§ RECORDED INFORMATION:
=== Begin Enclosure ===

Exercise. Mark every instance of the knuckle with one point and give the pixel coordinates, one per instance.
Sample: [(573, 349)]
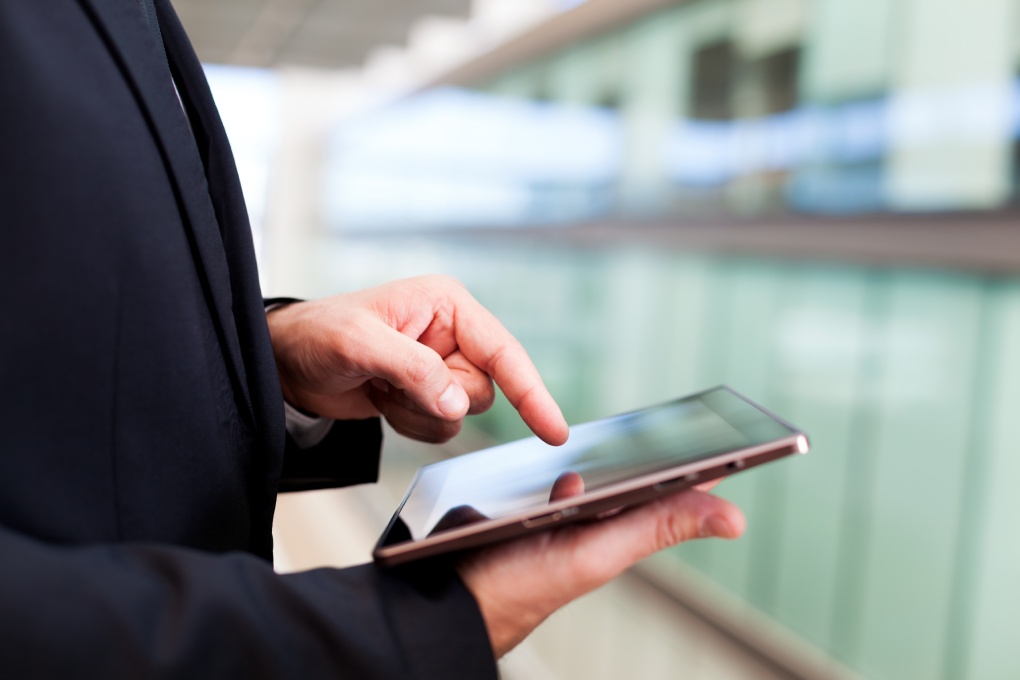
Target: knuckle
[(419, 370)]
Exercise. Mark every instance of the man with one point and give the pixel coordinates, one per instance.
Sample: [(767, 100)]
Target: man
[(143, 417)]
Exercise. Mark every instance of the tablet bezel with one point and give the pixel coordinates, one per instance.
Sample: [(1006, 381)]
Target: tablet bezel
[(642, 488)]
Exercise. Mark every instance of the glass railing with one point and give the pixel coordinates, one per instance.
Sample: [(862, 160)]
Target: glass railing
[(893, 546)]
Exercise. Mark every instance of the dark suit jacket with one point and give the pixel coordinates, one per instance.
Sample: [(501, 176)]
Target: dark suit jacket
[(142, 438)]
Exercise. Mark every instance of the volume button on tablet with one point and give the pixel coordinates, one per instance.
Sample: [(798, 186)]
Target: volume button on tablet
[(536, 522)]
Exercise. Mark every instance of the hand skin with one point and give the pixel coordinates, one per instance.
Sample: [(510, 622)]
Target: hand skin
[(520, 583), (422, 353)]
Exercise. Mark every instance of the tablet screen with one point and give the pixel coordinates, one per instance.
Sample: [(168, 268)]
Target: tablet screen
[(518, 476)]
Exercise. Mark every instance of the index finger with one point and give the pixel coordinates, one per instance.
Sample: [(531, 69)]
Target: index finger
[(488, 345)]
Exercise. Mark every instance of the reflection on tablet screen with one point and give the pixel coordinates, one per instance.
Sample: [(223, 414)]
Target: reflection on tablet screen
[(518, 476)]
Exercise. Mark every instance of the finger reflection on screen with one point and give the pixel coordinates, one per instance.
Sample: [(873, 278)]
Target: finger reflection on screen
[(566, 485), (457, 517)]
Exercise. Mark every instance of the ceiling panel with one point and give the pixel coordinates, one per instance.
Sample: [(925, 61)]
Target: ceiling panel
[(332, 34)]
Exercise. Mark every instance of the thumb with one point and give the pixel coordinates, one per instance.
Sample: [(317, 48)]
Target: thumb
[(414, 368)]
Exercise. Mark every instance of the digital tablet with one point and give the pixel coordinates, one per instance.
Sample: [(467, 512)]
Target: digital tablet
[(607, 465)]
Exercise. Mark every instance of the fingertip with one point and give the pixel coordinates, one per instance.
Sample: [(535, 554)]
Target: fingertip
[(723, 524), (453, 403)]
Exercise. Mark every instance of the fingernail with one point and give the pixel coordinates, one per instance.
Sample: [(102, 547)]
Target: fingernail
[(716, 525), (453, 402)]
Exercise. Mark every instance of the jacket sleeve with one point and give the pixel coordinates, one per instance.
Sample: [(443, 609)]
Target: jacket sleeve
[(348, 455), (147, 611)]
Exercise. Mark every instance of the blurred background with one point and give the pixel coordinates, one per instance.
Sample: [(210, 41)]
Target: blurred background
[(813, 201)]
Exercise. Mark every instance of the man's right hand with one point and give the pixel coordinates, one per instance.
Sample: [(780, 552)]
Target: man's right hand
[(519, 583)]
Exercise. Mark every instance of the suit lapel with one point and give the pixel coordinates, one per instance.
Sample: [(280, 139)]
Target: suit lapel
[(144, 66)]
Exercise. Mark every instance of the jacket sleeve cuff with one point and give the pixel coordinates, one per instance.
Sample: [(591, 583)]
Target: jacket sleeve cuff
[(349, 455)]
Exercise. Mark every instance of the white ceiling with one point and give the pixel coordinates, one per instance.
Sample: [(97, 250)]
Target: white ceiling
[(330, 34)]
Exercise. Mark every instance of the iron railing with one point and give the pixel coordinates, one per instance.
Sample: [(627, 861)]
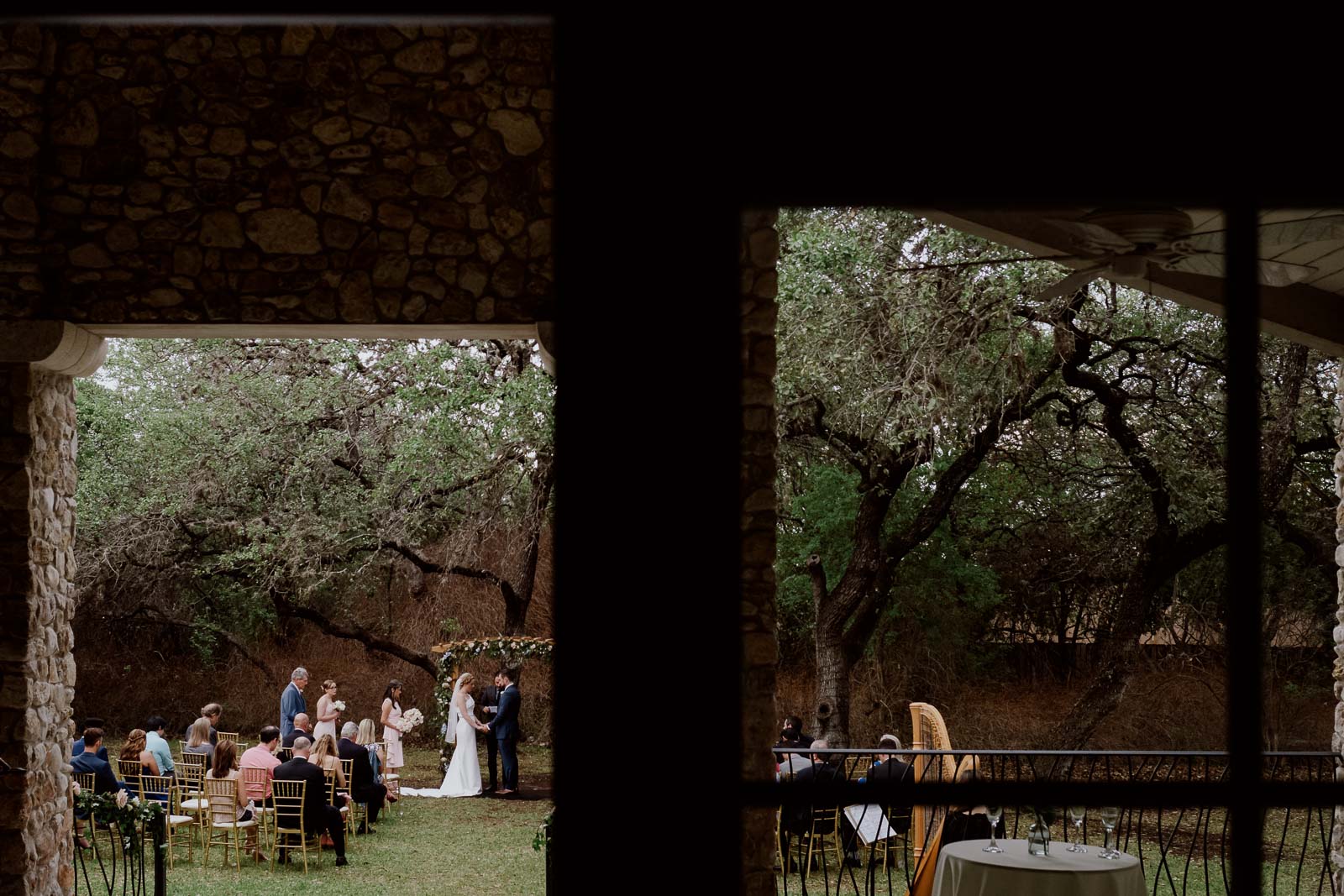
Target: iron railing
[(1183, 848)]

=== End Enclosure ===
=== Begin Enclosure ===

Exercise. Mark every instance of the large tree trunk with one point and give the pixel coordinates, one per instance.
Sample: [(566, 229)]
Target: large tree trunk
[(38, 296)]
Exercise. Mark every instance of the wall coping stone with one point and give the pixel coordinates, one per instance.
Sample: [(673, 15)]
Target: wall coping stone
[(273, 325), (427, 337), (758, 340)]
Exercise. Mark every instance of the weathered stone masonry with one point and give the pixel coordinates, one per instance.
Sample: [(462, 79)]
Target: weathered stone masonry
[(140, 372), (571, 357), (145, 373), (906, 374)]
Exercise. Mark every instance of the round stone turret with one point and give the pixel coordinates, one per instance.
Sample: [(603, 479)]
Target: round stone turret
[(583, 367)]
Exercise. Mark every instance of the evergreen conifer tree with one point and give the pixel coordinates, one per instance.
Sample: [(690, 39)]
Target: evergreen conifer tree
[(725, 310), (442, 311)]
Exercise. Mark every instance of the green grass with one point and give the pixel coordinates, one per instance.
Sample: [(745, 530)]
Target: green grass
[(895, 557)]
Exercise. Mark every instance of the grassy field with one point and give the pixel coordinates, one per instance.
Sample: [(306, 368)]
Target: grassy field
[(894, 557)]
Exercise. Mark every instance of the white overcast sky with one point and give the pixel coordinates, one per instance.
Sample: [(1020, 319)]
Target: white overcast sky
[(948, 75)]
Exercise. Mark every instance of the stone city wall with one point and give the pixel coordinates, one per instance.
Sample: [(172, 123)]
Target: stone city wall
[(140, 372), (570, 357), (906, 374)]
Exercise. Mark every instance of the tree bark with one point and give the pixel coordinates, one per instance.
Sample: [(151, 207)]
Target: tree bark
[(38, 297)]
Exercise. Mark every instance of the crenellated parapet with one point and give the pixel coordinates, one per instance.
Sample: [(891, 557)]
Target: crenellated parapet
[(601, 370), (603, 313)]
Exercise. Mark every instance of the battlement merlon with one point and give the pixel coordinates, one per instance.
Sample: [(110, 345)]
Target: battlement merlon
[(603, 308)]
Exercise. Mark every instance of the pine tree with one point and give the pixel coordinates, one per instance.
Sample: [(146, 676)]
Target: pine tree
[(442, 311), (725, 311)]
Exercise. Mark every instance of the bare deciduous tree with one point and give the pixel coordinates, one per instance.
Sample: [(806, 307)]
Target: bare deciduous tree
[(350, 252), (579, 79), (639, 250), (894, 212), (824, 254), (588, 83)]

=== End Enclosure ===

§ EXERCISE:
Given the records above, restate word for word only the lines starting at the one with "Target: dark suit jacket" and ending at the one with "Exercise. Mark every instance of the ceiling".

§ RESPONSE:
Target: dark suit jacket
[(142, 438)]
Exercise. Mark every instance of the volume button on tablet with one point and give the pixel coordinates, one per instance.
Sample: [(798, 186)]
Target: volume button on tablet
[(536, 522)]
Exercise. Mark every instance of the hand skin with one point and give the pixel coordinates, one per instance.
Sample: [(510, 622)]
Target: hand skin
[(520, 583), (422, 353)]
Exercise. Mark every instance of the tablet screen with one point and give the pixel coordinates, one per instance.
Sample: [(168, 268)]
Target: tablet screen
[(518, 476)]
Exercise. Mark every instance of the index finger with one point and give the pixel coordinates, one per instance.
Sample: [(531, 69)]
Target: index finger
[(488, 345)]
Exercise. Mark every instance of the reflection on tablet screen with one point and give the pixel coordinates, one per instance.
Sample: [(223, 414)]
Target: reflection on tablet screen
[(518, 476)]
Exercise. Mark every instance of the finger reflection on screen with one point and give the pixel coordinates, one per instance.
Sample: [(873, 278)]
Target: finger reflection on screen
[(566, 485), (457, 517)]
Exercise. Mark every instance of the ceiling panel with one point and give the pixel coordinates, one per instance.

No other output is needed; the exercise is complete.